TASK DETAILS ▸ Find every row below that contains the word "cloud" and copy each of those rows in full.

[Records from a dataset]
□ □ □ □ □ □ □

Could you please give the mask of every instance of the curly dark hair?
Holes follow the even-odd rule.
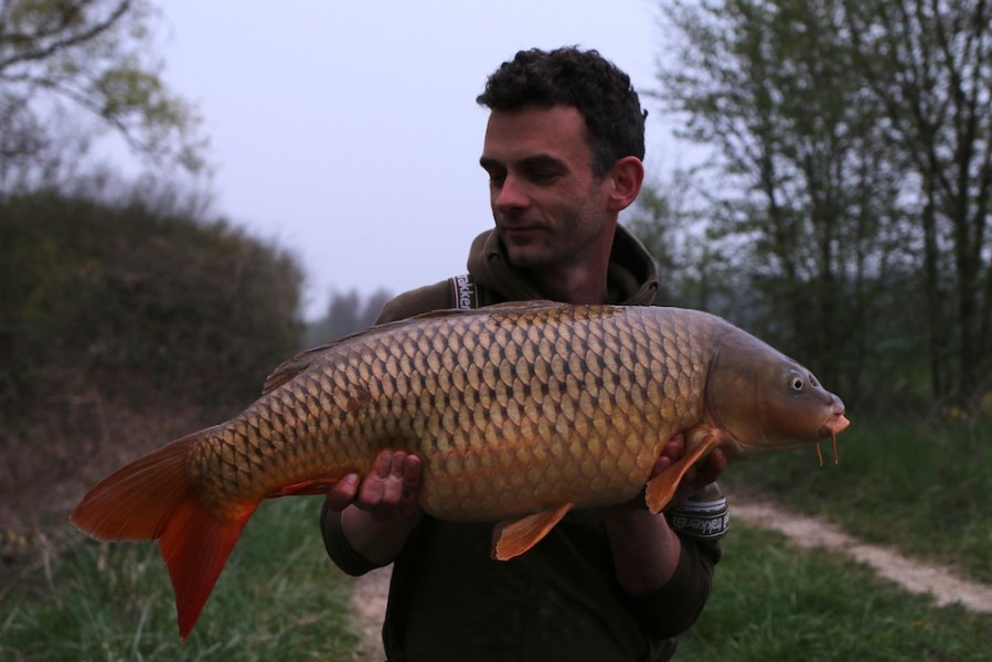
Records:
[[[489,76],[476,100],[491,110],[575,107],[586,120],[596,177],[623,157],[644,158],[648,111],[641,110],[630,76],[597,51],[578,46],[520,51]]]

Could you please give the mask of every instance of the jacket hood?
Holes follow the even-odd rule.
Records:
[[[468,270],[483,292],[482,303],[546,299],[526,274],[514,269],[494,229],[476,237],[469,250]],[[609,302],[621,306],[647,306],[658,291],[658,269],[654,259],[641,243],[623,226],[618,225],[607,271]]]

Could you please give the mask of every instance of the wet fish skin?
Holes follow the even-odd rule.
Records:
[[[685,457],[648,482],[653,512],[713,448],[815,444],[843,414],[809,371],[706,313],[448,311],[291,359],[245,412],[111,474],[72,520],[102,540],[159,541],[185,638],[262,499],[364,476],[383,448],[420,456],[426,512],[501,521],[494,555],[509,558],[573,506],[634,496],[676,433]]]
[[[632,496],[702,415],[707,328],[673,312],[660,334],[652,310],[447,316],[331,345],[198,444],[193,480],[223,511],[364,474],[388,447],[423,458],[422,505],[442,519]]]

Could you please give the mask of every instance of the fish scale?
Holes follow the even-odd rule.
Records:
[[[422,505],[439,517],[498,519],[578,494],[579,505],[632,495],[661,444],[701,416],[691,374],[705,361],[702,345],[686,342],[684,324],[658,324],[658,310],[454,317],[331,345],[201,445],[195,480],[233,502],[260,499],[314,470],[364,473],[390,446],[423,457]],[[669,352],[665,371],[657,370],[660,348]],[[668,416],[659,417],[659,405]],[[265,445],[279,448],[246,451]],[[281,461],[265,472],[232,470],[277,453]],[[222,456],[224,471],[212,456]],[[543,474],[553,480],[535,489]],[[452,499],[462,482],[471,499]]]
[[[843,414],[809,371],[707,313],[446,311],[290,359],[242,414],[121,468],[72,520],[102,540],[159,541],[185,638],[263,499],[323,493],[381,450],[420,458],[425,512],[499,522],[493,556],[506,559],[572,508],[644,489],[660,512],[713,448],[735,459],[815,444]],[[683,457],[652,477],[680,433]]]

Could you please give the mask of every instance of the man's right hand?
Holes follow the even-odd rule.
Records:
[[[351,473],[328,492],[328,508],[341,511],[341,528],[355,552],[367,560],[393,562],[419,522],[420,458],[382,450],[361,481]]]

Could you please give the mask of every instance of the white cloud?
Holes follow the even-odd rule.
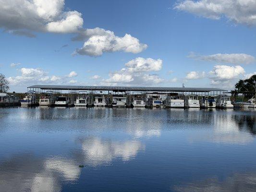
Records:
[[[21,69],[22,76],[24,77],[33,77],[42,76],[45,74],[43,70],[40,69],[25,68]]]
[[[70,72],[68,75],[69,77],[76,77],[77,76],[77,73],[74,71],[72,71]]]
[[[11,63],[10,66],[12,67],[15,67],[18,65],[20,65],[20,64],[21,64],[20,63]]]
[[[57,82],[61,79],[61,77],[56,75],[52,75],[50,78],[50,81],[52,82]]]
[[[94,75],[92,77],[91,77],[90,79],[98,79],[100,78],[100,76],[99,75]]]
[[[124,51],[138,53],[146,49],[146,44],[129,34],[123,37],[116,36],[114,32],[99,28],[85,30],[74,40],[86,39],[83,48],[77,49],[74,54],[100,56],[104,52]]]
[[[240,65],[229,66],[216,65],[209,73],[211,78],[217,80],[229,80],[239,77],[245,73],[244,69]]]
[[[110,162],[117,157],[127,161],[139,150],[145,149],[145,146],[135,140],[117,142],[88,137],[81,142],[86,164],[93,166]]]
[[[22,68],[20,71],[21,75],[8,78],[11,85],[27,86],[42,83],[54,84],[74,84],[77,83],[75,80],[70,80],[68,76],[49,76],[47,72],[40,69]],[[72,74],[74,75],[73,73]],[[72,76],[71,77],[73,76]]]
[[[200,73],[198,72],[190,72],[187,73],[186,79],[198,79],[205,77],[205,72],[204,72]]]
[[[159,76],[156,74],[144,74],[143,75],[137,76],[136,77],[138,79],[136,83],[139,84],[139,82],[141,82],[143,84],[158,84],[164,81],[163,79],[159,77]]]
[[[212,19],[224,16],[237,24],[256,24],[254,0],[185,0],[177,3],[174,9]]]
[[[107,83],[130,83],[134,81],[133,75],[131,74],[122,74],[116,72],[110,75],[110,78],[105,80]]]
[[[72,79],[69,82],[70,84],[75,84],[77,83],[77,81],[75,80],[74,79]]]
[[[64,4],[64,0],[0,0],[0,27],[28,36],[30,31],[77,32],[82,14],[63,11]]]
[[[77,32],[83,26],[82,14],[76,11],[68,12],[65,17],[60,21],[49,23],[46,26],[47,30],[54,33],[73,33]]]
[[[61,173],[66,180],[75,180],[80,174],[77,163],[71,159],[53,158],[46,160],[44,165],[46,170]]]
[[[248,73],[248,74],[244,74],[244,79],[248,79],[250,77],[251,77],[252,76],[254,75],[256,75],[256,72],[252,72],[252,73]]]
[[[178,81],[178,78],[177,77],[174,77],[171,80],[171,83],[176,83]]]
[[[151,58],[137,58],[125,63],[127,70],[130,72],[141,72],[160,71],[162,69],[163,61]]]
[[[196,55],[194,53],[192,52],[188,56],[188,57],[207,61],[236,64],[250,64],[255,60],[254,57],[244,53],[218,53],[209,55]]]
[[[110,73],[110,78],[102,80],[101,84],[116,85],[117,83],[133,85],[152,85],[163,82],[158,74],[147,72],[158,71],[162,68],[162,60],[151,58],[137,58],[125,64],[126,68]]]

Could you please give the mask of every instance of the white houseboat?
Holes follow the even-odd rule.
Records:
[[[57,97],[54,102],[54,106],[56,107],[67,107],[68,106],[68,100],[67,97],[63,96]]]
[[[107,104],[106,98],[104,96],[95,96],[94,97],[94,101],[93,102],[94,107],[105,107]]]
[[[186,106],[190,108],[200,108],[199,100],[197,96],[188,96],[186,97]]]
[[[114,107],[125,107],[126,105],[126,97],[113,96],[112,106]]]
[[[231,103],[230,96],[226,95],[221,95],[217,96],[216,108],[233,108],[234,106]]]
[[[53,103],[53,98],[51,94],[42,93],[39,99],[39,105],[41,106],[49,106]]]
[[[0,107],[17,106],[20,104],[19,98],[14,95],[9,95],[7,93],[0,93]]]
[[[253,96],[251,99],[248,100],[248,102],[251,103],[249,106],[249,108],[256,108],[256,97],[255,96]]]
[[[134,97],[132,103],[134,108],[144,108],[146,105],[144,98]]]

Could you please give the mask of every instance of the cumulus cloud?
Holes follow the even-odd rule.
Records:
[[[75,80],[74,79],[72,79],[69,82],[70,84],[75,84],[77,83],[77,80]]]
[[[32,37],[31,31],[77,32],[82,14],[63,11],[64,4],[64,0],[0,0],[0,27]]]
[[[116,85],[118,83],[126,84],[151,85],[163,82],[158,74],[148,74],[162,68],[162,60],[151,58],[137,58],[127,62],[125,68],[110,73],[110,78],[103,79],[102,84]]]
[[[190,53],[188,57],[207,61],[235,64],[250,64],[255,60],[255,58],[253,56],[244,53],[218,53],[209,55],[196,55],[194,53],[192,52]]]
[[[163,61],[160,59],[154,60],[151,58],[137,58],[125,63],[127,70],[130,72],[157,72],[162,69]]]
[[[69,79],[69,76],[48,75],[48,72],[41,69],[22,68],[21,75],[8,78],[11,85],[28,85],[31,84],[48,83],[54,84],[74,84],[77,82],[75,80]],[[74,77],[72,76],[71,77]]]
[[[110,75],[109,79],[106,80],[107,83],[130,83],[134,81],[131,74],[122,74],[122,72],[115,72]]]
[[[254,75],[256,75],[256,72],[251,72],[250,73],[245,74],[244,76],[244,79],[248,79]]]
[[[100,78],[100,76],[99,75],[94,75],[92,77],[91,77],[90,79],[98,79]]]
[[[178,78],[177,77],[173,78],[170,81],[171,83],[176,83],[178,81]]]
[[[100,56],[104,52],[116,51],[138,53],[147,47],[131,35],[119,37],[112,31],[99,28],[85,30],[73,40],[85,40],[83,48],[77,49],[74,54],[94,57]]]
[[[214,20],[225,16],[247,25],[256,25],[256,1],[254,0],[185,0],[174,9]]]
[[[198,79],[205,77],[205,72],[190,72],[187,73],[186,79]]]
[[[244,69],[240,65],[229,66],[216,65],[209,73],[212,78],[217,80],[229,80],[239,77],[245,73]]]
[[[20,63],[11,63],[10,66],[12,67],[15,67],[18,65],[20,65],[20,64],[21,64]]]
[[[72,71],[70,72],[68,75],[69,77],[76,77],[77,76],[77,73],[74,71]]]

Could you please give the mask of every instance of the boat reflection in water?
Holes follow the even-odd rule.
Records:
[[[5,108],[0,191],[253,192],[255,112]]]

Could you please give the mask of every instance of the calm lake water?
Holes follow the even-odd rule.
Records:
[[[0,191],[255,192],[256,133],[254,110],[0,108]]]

□ □ □ □ □ □ □

CORRECT RESPONSE ▸
Could you please give the mask of every instance of the white cloud?
Could you please give the mask of every instance of the cumulus cloud?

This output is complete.